- _AVAILABLE RECORDS_
--- START ---

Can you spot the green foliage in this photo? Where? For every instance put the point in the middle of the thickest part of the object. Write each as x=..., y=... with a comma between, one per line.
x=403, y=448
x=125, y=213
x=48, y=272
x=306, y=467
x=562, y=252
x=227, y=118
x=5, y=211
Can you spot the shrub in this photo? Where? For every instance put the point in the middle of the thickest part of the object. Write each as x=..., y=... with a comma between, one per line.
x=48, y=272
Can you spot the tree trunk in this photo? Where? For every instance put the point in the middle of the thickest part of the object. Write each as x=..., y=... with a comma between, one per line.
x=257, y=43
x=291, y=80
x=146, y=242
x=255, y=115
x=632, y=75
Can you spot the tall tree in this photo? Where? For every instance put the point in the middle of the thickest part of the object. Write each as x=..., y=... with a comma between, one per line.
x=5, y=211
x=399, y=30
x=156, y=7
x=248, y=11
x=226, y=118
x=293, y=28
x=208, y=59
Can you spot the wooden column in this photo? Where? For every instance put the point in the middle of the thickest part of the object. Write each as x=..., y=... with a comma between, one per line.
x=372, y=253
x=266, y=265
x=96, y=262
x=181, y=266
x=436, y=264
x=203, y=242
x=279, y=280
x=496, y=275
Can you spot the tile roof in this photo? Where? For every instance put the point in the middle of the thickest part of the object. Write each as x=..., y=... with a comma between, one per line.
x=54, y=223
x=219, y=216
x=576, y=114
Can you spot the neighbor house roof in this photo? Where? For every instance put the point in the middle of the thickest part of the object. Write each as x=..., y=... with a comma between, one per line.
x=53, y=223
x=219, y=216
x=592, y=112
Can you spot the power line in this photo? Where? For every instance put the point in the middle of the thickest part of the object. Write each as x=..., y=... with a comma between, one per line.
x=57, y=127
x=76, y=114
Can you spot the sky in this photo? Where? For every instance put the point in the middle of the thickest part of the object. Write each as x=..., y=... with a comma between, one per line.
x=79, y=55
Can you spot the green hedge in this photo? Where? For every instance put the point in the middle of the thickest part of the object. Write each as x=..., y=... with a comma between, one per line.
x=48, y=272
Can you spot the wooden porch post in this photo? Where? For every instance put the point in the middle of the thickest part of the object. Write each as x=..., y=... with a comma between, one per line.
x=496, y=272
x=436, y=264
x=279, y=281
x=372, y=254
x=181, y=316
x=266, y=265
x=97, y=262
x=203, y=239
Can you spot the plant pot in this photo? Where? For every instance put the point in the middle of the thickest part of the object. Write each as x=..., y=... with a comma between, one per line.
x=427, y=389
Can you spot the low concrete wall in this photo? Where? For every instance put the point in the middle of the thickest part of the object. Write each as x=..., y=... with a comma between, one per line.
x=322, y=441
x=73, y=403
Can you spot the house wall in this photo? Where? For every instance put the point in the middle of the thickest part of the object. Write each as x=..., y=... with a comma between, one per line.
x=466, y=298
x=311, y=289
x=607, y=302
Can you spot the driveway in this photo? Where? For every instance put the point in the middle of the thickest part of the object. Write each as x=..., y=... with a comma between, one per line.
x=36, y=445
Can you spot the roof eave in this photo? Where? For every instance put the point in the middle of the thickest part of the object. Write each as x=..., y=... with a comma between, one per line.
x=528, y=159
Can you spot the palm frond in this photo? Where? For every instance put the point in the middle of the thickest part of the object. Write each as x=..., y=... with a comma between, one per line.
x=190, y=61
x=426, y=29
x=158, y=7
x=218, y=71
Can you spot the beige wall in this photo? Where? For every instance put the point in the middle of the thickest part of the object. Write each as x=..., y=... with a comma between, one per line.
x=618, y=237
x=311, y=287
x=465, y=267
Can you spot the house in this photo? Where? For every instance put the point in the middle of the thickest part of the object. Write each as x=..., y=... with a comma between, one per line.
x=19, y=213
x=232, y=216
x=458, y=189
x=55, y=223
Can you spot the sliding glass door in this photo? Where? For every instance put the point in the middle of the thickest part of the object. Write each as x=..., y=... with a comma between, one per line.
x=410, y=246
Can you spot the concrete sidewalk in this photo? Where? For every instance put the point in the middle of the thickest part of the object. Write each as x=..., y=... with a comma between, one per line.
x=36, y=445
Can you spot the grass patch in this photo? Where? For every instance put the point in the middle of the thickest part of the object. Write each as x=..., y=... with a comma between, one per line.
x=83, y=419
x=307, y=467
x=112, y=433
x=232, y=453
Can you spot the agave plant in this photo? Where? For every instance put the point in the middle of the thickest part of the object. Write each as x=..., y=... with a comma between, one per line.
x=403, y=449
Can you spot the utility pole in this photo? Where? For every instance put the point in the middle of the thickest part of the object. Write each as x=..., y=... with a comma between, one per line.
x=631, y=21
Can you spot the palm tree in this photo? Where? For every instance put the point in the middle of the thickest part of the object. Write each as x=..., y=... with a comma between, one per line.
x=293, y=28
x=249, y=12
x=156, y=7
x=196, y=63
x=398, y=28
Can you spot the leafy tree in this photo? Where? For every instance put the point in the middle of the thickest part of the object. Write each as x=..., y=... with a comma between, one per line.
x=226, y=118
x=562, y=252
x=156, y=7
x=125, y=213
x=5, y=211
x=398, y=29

--- END ---

- _EXERCISE DETAILS_
Rewrite all the records with "thickest part" changed to "widest part" wherever it occurs, leaving everything else the same.

- _ANSWER FOR THIS EXERCISE_
Can you spot the green foliage in this photo? Where? For every instance put the point in the middle of the widest part of the object. Write each as x=..., y=... with a comma between, one per line.
x=403, y=448
x=125, y=213
x=48, y=272
x=306, y=467
x=562, y=252
x=227, y=118
x=5, y=211
Can you spot the shrub in this photo? Where? For every instance put the point in the middle of the widest part of the object. Write each as x=..., y=... with a comma between, one per line.
x=48, y=272
Can you spot the tree trunk in this photo? Where? For every instance put the point in the middle of the widest part of the object. Write each as x=..., y=... with a comma between, one per line.
x=257, y=43
x=291, y=80
x=146, y=242
x=255, y=115
x=632, y=75
Can you spot the tall tree in this photo? Where? For every instance put the point in the middle of the widest part of the object. Write each as x=..., y=... with a comma between, one per line.
x=5, y=211
x=399, y=30
x=156, y=7
x=248, y=11
x=226, y=118
x=293, y=28
x=208, y=59
Can you spot the wooden column in this photo? Where? For every instance put the point in the middle of the widest part of the object. Write each as x=..., y=... with a comma between, one per line.
x=372, y=253
x=266, y=265
x=96, y=262
x=181, y=266
x=436, y=264
x=203, y=242
x=279, y=280
x=496, y=275
Can you spot the tile roof in this photo? Where? For every instance put the point in the middle of the widest part of the object. Write each as x=..., y=... with a comma between, one per line.
x=54, y=223
x=219, y=216
x=576, y=114
Can you spot the neighbor house roof in this photo? Where? For every instance put the point in the middle of the widest part of the object. Write each as x=..., y=... with a comma between, one per line.
x=53, y=223
x=219, y=216
x=592, y=112
Can you spot the power line in this photo? Where? For every instance put the point in the middle of the widest part of the object. Write each as x=..., y=... with a comma between, one per line.
x=57, y=127
x=76, y=114
Can you spot the sky in this photo? Where? For every instance put the point in the middle of the widest part of the object. Write each as x=..., y=... with a comma between, one per line.
x=79, y=55
Can you spot the green hedge in this photo? Where? For every instance put the point in the middle of the widest part of the object. Write each as x=..., y=... with a comma between, one per line.
x=48, y=272
Can you spot the wooden porch post in this photo? Where? For every instance put the point in the middle of the widest part of the object. Write each as x=..., y=... with a comma between, one per line.
x=496, y=272
x=436, y=264
x=279, y=281
x=372, y=254
x=181, y=316
x=266, y=265
x=97, y=262
x=203, y=239
Can you spot the plant pot in this photo? Where? For every instance put the point in the middle of the widest part of the object. Write each as x=..., y=... with a comma between, one per line.
x=427, y=389
Can you spot the low concrete wall in this photo? Where? For every instance put the point in the middle of the widest part of the object. Write each as x=..., y=... with a comma between, one per line.
x=322, y=441
x=73, y=403
Can you spot the house wall in this photo? Where? For every instance put the point in the middle of the widest part of the object. Write each as x=..., y=... with a comma between, one per line.
x=466, y=298
x=311, y=289
x=607, y=302
Can you spot the driveway in this photo? Where? For every instance put the point in the middle of the widest part of the object. Write each as x=..., y=... with a comma between, one per line.
x=36, y=445
Can you spot the roof eave in this photo? Where? For every instance put the point in the middle of the widest part of the object. Write each as x=..., y=... with a comma between, one per line.
x=528, y=159
Can you spot the palm frond in this photo? Where? For every instance put the point in the middle of the widest part of the object. Write each as x=..., y=... with a comma between, one per line.
x=190, y=61
x=426, y=29
x=158, y=7
x=218, y=71
Can you spot the beige wall in this photo? Where? For every instance put the point in the middle of the widest part of the object. Write each as x=..., y=... with a comma between, one per line.
x=618, y=237
x=311, y=287
x=465, y=267
Can you spot the house in this photo? Where? For every instance put the point in the middle of the widest part of the object. Write each as x=..., y=... with a comma between, one per line.
x=19, y=213
x=232, y=216
x=458, y=189
x=55, y=223
Can you spot the sliding glass door in this photo? Where? For every instance put the point in the middle of the widest part of the object. Write each as x=..., y=... with a comma between, one per line.
x=410, y=246
Can you spot the concrete sidewalk in this photo? Where? For every instance put the point in the middle of the widest part of the object. Write each as x=..., y=... with a comma between, one per line.
x=36, y=445
Can you spot the grass patch in this photo? Where? For every instance put the point in the middle of the widest part of the object. Write each as x=..., y=... with a comma between, one per line.
x=83, y=419
x=307, y=467
x=112, y=433
x=232, y=453
Can you spot the agave plant in this photo? Where? For every instance put the point in the middle of the widest part of the object. Write each as x=..., y=... with a comma between, one per line.
x=403, y=449
Can you spot the utility pole in this photo? Where? For every instance put the point in the middle of the widest part of the object. Write each as x=..., y=... with a comma between, one per line.
x=631, y=21
Can you spot the palm tree in this photo? Where? For every instance put the point in the middle of the widest part of the object. Write each as x=..., y=... with a comma between, one per line.
x=293, y=28
x=249, y=12
x=156, y=7
x=196, y=63
x=398, y=28
Can you spot the leafy tree in this photo? Where? For every instance put the point in the middle of the widest part of the object. Write each as x=..., y=... with a comma between, one per line.
x=226, y=118
x=562, y=252
x=156, y=7
x=125, y=213
x=5, y=211
x=398, y=29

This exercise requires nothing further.